Task prompt: What's wanted is each entry repeated verbatim, minus its images.

[Records from a data collection]
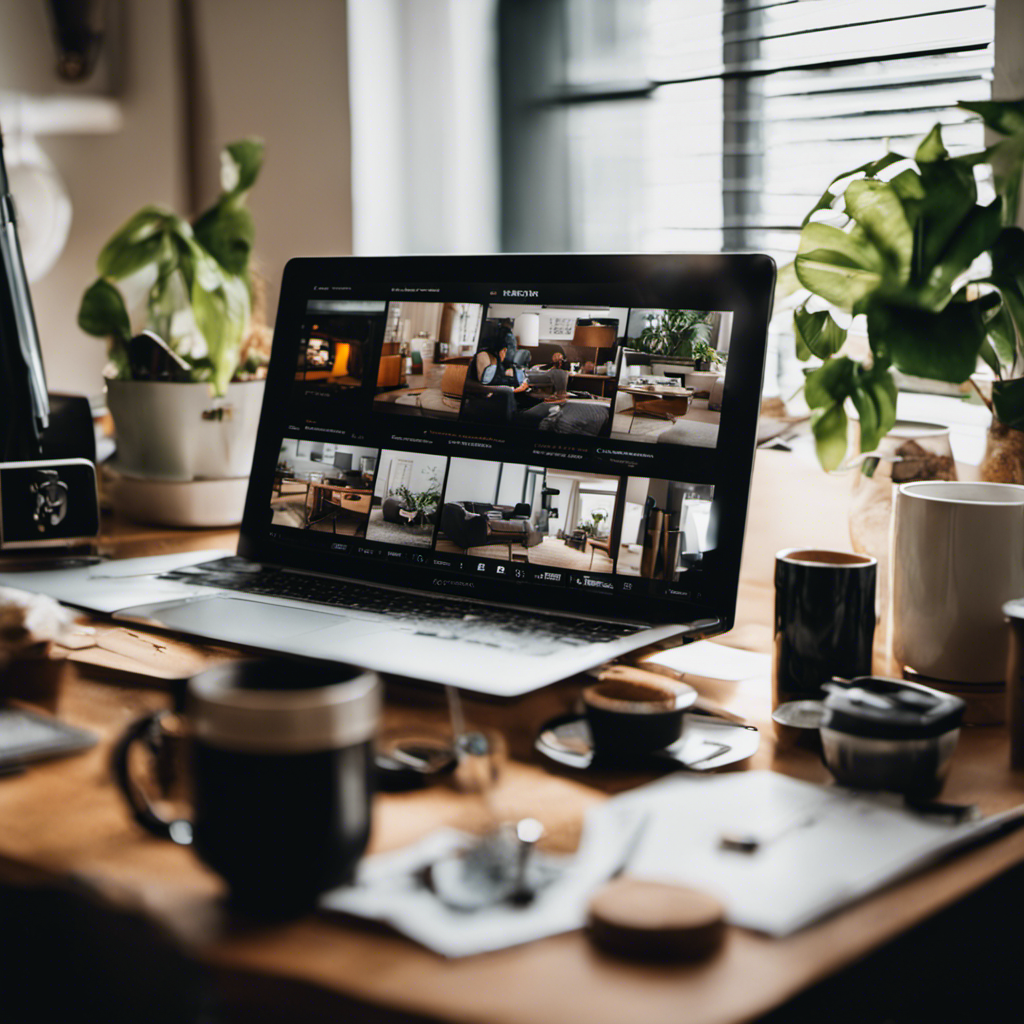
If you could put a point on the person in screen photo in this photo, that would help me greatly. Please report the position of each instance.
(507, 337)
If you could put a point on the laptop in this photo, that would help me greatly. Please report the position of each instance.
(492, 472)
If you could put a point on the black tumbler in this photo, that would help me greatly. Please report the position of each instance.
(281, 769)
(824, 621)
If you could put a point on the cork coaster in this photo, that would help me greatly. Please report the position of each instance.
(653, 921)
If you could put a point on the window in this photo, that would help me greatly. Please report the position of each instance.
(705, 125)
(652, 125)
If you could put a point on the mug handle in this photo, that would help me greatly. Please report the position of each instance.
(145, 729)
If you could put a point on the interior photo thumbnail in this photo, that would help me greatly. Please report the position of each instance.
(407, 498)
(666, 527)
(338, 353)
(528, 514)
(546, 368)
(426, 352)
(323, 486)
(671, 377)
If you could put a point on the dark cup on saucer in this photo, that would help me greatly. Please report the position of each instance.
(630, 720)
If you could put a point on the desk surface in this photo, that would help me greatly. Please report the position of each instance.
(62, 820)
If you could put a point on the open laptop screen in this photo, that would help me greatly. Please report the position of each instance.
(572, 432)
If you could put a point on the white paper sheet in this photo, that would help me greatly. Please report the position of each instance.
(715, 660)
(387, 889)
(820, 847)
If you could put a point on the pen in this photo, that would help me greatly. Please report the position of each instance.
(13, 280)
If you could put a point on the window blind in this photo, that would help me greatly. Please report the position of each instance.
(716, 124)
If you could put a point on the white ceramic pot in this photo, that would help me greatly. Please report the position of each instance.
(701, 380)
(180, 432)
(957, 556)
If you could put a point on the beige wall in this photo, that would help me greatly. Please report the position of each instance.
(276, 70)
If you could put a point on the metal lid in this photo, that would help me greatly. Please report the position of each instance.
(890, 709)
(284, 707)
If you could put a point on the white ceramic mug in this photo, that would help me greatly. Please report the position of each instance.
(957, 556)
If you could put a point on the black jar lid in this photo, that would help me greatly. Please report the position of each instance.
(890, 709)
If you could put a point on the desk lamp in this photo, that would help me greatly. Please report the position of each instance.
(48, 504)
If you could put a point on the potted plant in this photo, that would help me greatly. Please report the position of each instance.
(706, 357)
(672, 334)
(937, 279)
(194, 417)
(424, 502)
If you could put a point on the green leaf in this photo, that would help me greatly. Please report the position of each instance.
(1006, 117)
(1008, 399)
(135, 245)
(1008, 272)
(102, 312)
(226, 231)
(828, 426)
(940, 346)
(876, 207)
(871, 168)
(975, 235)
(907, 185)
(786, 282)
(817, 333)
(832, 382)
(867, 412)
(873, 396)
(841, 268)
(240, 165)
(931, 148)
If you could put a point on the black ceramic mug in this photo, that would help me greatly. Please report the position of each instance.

Your solution:
If you could put a point on the person in screen photo in this photo, that would help me greatly. Please report the position of each instance.
(507, 337)
If you could put a point on the laptop in this photo, that would help me greatly. Please report the position of each instance.
(492, 472)
If you could put a point on the black tumbler in this photo, that would help me greatly. Please report the position of each instance.
(281, 769)
(824, 621)
If you could put a point on the cork coaster in this photo, that would help me greatly. Please report the position of each instance.
(653, 921)
If you could put a point on the window in this photo, that would help me greatly. Please report the position of each instance.
(705, 125)
(652, 125)
If you could put a point on the mug handle in this photo, that would help me greatly. Please report the position of each instance.
(145, 729)
If you could put a point on the interior photo thumbnail in this photo, that would help me greatly. Please report the position of each instance.
(407, 498)
(666, 527)
(338, 353)
(528, 514)
(546, 368)
(426, 352)
(323, 486)
(671, 377)
If you could put a point on the dark cup on saucer in this photo, that would help me greatly. Please report the position of each instance.
(630, 720)
If you could put a point on the desk surface in this photo, that would help me greatly. Please report the position of each instance.
(62, 820)
If you could put a point on the open laptop screen in this photo, that would help me greatly. Please report the position of each instance.
(572, 432)
If you could put a point on the white paper sheet in this photo, that would help me greatly. Please report the position of each instance.
(715, 660)
(387, 889)
(820, 847)
If you could put a point on the pen in this photo, that would help me greatly. Please report the position of each instance.
(13, 280)
If you could put a point on the window blind in this photo, that would help me greatly. Please report the position of each instance.
(716, 124)
If you could put a point on the white ceramic pot in this photo, that would help me greatly. Please report the position of each instance.
(701, 380)
(180, 432)
(957, 556)
If you could put a point on the beige wall in this photo, that would help me greatly. Please report the position of each instance.
(276, 70)
If you could put a point on the metal lid in this photo, that would help me greatly. Please report the position of each instance.
(890, 709)
(284, 707)
If you could put a point on the white ceramic mug in this photo, that would help me greatly. Please report the position of each instance.
(957, 556)
If you could put a point on the black jar lid in this photo, that would help me greatly. Please report the position of each instance.
(890, 709)
If you could put a point on the desk lamp in this photo, that would help me greatly. Please report the position of each instance.
(48, 504)
If you could put a point on the potted plant in this photo, that would help me greatly. Please report the position of each instance.
(706, 357)
(672, 334)
(937, 279)
(194, 417)
(424, 502)
If you could put a point on the green leaf in this photo, that would help me greatly. Please report the position of each instance.
(1006, 117)
(1008, 399)
(135, 245)
(1008, 272)
(102, 312)
(226, 231)
(828, 426)
(940, 346)
(876, 207)
(871, 168)
(975, 235)
(907, 185)
(786, 282)
(817, 333)
(832, 382)
(867, 412)
(873, 396)
(841, 268)
(240, 165)
(931, 148)
If you could put a point on the black ceramic mug in this photo, that would help me greatly. Please report the position of each instance.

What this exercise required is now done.